┏━━

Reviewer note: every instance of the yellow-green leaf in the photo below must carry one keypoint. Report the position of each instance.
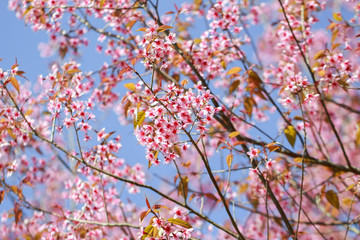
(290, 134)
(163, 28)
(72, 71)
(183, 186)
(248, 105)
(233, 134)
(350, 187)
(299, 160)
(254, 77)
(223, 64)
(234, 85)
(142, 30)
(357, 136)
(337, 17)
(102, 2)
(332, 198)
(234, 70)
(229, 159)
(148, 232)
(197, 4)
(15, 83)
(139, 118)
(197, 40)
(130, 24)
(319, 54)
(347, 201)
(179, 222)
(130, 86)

┗━━
┏━━

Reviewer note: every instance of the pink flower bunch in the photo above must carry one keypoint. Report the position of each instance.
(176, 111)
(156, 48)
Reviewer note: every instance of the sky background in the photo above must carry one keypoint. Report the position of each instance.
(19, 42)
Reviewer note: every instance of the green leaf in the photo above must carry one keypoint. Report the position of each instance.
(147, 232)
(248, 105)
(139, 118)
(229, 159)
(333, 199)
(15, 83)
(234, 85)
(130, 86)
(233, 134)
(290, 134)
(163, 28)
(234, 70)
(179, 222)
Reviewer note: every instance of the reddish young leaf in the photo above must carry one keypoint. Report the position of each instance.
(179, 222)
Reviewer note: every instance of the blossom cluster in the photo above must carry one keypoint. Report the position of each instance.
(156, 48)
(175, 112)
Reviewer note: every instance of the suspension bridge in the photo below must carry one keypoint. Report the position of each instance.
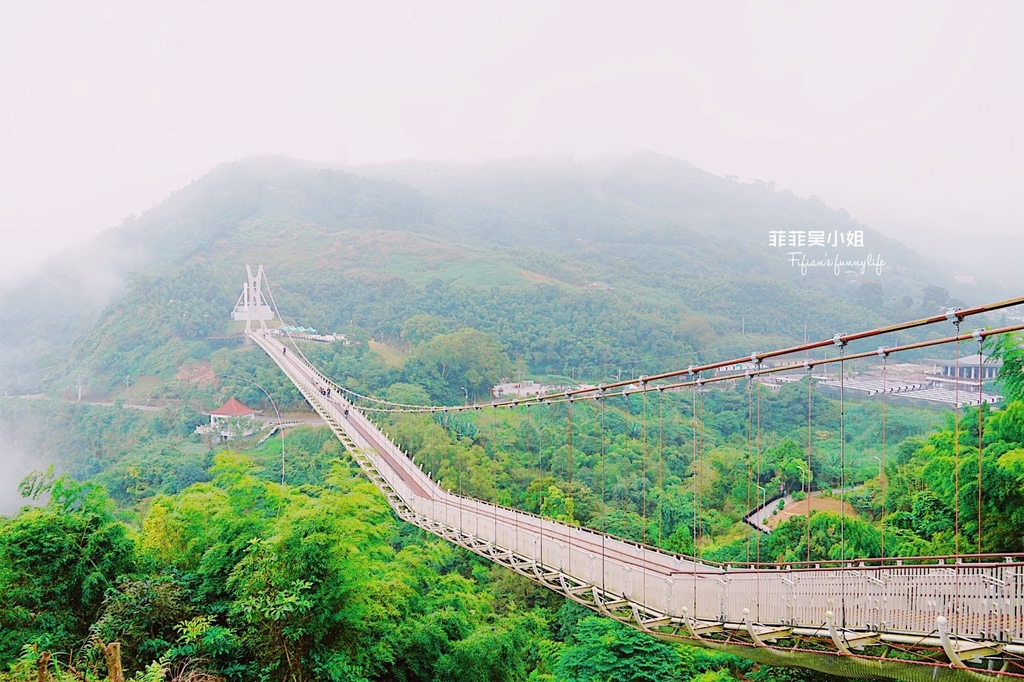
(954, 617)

┗━━
┏━━

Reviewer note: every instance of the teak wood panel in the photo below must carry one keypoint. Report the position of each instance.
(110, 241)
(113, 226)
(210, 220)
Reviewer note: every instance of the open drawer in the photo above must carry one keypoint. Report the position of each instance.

┗━━

● **What you will do**: Of the lines above, extract only those from the line with "Reviewer note: every instance of the teak" to the line with "Reviewer note: every instance of the open", both included, exactly as written.

● **Exercise output**:
Reviewer note: every instance of the teak wood panel in the photo below must carry one keypoint. Report the position of each instance.
(110, 241)
(113, 226)
(210, 220)
Reviewer note: every instance of the open drawer in the photo above must carry one keypoint. Report the position of each instance.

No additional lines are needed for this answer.